_Page excerpt_

Bayt Tima () was a Palestinian Arab village in the Gaza Subdistrict, located  northeast of Gaza and some  from the coastline. It was situated in flat terrain on the southern coastal plain of Palestine. Bayt Tima was depopulated during the 1948 Arab-Israeli War. Its population in 1945 was 1,060.

History
During the  Mandate period  the village was inspected by the Department of Antiquities, and a number of ancient remains were noted, in addition to two Arabic inscriptions built into the mosque. In the cemetery located just south of Bayt Tima lies a worn mosaic pavement, suggesting an Ancient Roman or Byzantine presence at the site.

A 14th-century Mamluk-era mosque existed on the site dedicated to a certain prophet or local saint named "Nabi Tima". In the courtyard of the mosque and near it are imitations of Corinthian capitals and columns of gray stone. The remainder of the building was built in local kurkar stone. There is no mention of Bayt Tima in early Arabic sources and the inscription on the mosque is the only Mamluk association to it.

Ottoman era
Bayt Tima came under Ottoman rule in the early 16th century, and in the 1596 tax records it was under the administration of the nahiya of Gaza, part of the Liwa of Gaza, with a population of 126 Muslim households, an estimated 693 persons. The inhabitants paid a fixed tax rate of 33,3% on a number of crops, including wheat, barley, fruit, almonds, sesame, beehives, and goats; a total of 21,200 akçe.   Pierre Jacotin named  the village Gergieh on his map from 1799.

In 1838, Beit Tima was noted as a Muslim village in the Gaza area.

The Ottomans constructed additions to the mosque, and the Egyptians under Muhammad Ali of Egypt reconstructed it in the 1830s. 
In 1863 the French explorer Victor Guérin visited Bayt Tima, noting that it had a population of 400 and mentioning the Mamluk mosque.

An Ottoman village list of about 1870 indicated 49 houses and a population of 159, though  the population count included men, only.

In 1883, the PEF's Survey of Western Palestine described it as being of moderate-size, with two pools and shrines, and two small patches of garden nearby.

_Written task_
Reproduce the passage about Bayt Tima word for word, beginning at the words "The Ottomans constructed" and stopping after the words "the Mamluk mosque.".

_Collected data_
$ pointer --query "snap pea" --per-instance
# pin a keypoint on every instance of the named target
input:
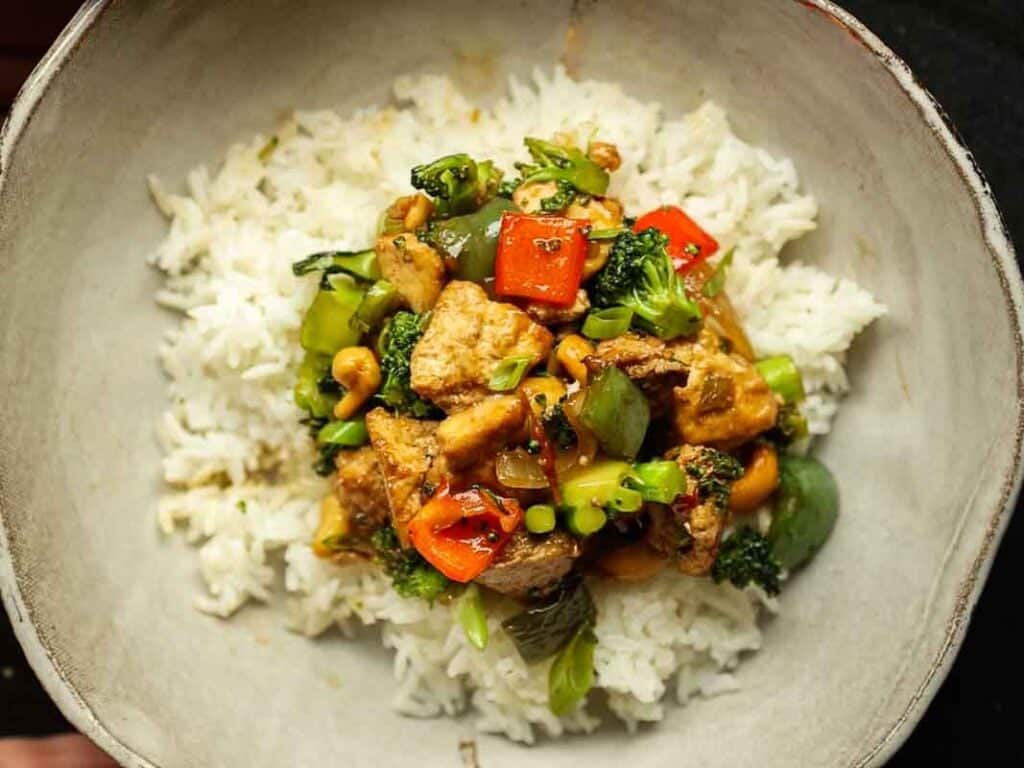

_Answer to the problem_
The Ottomans constructed additions to the mosque, and the Egyptians under Muhammad Ali of Egypt reconstructed it in the 1830s. 
In 1863 the French explorer Victor Guérin visited Bayt Tima, noting that it had a population of 400 and mentioning the Mamluk mosque.